# TO-DO LIST
(A) In the symposium announcement, what university does Henrique Tokpa lead as president?
(B) Carry the symposium announcement forward, starting after its last sentence.

# PAGE EXCERPT
○ ○ ○ ○ ○ ○ ○
International "Confluences" Symposium at Mathers Museum of World Cultures
An international symposium exploring the work of William Siegmann (1943-2011), an Indiana University alumnus who was a leading expert on the arts of Liberia and Sierra Leone, will be held at the Mathers Museum of World Cultures on Saturday, March 7, from 10 a.m. to 4 p.m. Confluences: Museums, Ethnography, and Art in the Work of William Siegmann will feature scholars of Liberia from multiple generations and from diverse fields--museums, art history, ethnography--who knew and worked with him.
Siegmann was particularly associated with West African masking traditions and performance, with an interest not only in their aesthetics, but in understanding the cultural meanings and context of those arts. During his career he served as a curator at the Africana and National Museums in Liberia; the Museum of the Society of African Missions African Art (NJ); the Fine Arts Museums of San Francisco; and the Brooklyn Museum of Art. He wrote extensively on Liberia and Sierra Leone, and on issues in museums and museum interpretation.
The symposium's morning session will feature brief, prepared remarks addressing the depth and breadth of Siegman's commitment to his work and to Liberia. Roundtable discussions will be held during the afternoon, exploring themes developed during the morning presentations. Symposium presenters and participants include will Henrique Tokpa, the President of Cuttington University in Suacoco, Liberia, and MacArthur Pay-Bayee, a Liberian Land Commission Consultant, who both served as museum interns to Seigmann. Tokpa and Pay-Bayee will address the symposium from Liberia, via technology provided by IU's University Information Technology Services. Additional participants include Daniel Reed and Ruth Stone, from IU's Department of Folklore and Ethnomusicology; Chris Kreamer, Curator at the National Museum of African Art; Heinrich Schweizer, African Arts Specialist at Sotheby's; Mike Lee, photographer; Jeanette Carter, Liberian Land Commissioner; Fatorma Bolay and Joseph Ngafua Bolay, Liberian friends and colleagues of Siegmann; Lester Monts, University of Michigan ethnomusicologist; Indiana University Professor and Vice President Emeritus Patrick O'Meara; and Svend Holsoe, Professor of Anthropology at the University of Delaware.
○ ○ ○ ○ ○ ○ ○
# GIVEN RECORDS
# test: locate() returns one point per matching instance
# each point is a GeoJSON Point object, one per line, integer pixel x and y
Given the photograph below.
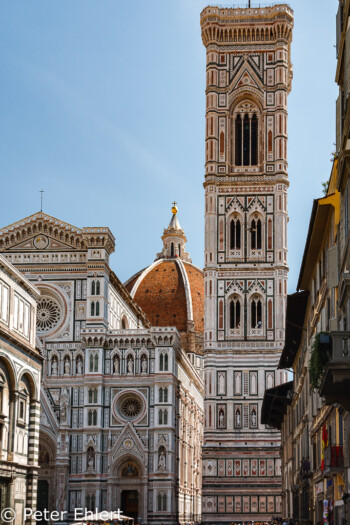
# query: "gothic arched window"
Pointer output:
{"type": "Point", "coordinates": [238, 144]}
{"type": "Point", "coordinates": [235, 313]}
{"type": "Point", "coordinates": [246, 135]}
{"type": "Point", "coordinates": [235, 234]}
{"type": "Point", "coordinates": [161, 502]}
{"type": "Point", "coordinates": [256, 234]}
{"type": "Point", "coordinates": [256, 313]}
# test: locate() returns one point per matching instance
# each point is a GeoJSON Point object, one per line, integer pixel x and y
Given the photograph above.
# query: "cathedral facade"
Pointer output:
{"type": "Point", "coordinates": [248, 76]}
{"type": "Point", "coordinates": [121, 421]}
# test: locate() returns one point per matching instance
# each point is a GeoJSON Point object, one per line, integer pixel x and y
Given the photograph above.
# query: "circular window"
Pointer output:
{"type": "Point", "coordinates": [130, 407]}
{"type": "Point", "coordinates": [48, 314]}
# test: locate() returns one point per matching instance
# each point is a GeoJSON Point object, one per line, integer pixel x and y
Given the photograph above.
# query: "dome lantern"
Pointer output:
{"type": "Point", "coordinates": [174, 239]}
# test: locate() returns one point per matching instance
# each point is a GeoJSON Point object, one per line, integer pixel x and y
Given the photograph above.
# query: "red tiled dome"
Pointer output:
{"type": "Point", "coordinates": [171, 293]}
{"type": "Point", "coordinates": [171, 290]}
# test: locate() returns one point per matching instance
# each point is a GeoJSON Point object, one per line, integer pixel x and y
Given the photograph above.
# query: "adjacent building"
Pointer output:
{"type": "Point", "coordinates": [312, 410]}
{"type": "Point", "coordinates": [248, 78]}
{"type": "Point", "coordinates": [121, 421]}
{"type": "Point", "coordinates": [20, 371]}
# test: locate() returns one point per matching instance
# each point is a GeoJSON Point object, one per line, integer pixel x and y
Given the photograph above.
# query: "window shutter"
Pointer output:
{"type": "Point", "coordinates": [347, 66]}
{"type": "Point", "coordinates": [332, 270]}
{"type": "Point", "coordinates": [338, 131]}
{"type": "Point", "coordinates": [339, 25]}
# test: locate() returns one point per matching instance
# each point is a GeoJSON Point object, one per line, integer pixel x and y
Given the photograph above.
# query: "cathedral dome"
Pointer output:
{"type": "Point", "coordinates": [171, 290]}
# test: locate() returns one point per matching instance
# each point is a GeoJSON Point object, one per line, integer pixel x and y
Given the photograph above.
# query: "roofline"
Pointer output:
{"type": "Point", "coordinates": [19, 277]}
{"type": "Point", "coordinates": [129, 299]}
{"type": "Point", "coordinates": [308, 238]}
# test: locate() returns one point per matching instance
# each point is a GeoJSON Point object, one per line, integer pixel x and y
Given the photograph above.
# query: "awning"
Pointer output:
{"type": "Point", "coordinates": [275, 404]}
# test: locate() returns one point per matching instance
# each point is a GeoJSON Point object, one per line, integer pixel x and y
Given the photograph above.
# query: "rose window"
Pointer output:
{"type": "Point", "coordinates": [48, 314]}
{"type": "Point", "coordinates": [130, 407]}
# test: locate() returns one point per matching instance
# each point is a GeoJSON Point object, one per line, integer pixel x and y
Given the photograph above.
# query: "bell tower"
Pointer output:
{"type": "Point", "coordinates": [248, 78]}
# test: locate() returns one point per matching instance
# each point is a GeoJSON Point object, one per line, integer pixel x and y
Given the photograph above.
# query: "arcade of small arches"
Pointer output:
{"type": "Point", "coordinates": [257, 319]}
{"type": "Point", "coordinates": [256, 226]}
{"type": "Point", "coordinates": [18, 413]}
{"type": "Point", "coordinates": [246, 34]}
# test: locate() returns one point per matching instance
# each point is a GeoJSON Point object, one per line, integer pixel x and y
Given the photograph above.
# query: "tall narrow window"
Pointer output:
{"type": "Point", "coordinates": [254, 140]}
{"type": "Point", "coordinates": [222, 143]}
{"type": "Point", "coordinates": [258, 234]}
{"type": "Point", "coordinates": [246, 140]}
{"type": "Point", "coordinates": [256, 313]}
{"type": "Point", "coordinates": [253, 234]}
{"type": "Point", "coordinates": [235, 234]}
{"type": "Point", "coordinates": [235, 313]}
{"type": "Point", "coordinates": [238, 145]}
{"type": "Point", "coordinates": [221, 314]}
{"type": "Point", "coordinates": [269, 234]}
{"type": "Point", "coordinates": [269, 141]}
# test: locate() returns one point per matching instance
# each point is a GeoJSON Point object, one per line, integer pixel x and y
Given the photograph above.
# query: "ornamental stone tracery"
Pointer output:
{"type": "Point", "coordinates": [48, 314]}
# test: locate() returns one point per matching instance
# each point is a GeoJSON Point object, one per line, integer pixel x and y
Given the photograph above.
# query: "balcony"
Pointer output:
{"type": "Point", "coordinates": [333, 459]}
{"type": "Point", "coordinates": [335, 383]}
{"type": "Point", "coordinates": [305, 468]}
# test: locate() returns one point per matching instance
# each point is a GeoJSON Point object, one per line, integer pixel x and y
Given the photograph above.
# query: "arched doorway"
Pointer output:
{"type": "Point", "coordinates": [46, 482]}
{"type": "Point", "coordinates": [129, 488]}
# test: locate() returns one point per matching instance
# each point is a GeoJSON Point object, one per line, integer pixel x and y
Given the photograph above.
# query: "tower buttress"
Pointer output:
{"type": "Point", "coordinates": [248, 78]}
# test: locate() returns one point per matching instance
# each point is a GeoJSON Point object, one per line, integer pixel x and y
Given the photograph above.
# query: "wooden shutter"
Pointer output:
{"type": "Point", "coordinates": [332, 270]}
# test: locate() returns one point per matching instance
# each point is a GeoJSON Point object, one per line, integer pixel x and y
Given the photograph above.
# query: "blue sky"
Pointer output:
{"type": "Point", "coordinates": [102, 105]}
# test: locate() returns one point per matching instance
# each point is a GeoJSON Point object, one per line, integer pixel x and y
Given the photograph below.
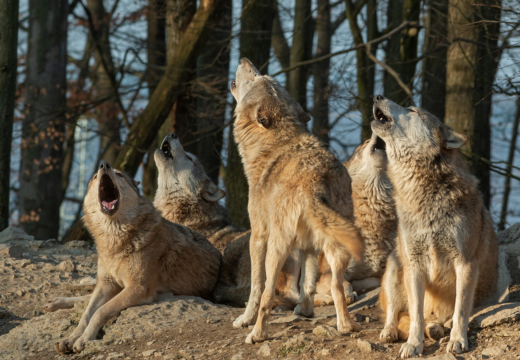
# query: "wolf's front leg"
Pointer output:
○ ○ ○ ○ ○ ○ ○
# RESPONSES
(A) Cuttington University in Suacoco, Liberia.

(B)
The symposium, which will be facilitated by Ellen Sieber, Chief Curator of Collections, and Jason Jackson, Director of the Mathers Museum of World Cultures, will be free and open to the public, but pre-registration is requested. Please email email@example.com for more information and to preregister for the symposium.
In conjunction with the symposium, the exhibit Photography from the Forest: Images by William Siegmann, will open at the Mathers Museum on March 7. The exhibit features photographs Siegmann took in Liberia over the course of two decades that reflect the role that Liberia played in his life, and the role he played in Liberia. The range of subjects and perspectives reveal the depth of his engagement with the country and its people, including abiding interests in both daily life and ceremonial occasions, and their side-by-side existence. The exhibit will be on display at the museum from March 7 through December 20, 2015.
Additionally, Visions from the Forest: The Art of Liberia and Sierra Leone, a major traveling exhibition developed by the Minneapolis Institute of Arts that features more than 70 objects collected by Siegmann, will be on display at the Indiana University Art Museum from March 8 through May 10.
The symposium is co-sponsored by the Siegmann Estate; the Mathers Museum of World Cultures; the Indiana University Liberian Collections/African Studies Collection, Indiana University Libraries; the Indiana University African Studies Program; and University Information Technology Services at Indiana University.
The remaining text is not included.